Your objective:
Format every line of the items below as a numbered list, skipping any blank lines. Leave the pictures out of your answer.

===== Supplied material =====

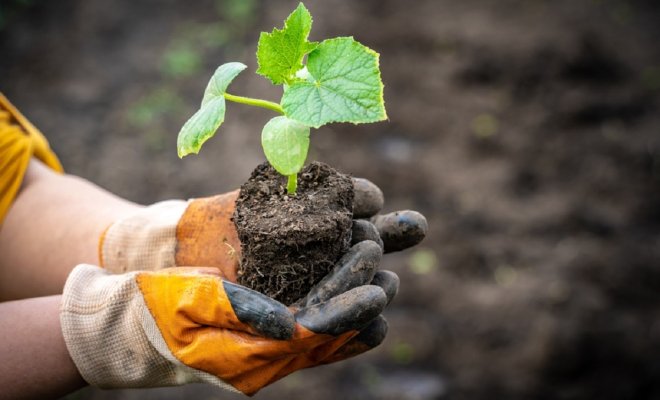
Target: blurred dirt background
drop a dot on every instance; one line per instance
(526, 131)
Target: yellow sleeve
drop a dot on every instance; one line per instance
(19, 141)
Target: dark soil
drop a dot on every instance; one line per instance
(289, 243)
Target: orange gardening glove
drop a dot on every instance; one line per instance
(182, 325)
(200, 232)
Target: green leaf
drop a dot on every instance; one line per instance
(206, 121)
(285, 144)
(201, 127)
(222, 77)
(280, 53)
(345, 86)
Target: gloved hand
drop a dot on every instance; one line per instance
(200, 232)
(182, 325)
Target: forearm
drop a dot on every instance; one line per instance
(54, 224)
(35, 361)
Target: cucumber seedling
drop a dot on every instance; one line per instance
(336, 80)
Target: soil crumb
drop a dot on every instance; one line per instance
(289, 243)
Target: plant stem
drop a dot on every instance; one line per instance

=====

Written response:
1. Target: blurred dirt background
2. drop a dot on every instance; one line per instance
3. (526, 131)
4. Target: yellow sleeve
5. drop a dot on every instance; one line per instance
6. (19, 141)
7. Target: dark soil
8. drop a dot on every instance; one line per instance
9. (289, 243)
10. Target: orange gardening glove
11. drop a dot on every instance; one line per instance
12. (182, 325)
13. (200, 232)
14. Target: green leaf
15. drop a dot on every instance; one line per instance
16. (206, 121)
17. (285, 144)
18. (201, 127)
19. (222, 77)
20. (280, 53)
21. (345, 86)
22. Target: gloved hand
23. drop a dot on every instance; one line per instance
24. (200, 232)
25. (182, 325)
26. Target: forearm
27. drop a dot on every instance; one line per instance
28. (54, 224)
29. (35, 361)
30. Target: cucumber seedling
31. drop a dot on every instance; one line per instance
32. (336, 80)
33. Target: soil crumb
34. drop a dot on every instance; one line per instance
35. (289, 243)
36. Target: plant stem
37. drop a dot on every instance; one line per instance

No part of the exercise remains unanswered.